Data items

=-=-=

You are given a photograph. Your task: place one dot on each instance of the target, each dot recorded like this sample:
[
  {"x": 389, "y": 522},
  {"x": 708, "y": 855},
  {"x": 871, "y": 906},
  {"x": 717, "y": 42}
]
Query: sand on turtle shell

=-=-=

** REQUEST **
Copy every one of the records above word for word.

** EXERCISE RESULT **
You are given a photograph. Your task: place one dot on each instance of the target, each dot recorded like this sample:
[
  {"x": 389, "y": 522},
  {"x": 708, "y": 855},
  {"x": 871, "y": 906},
  {"x": 717, "y": 42}
]
Query: sand on turtle shell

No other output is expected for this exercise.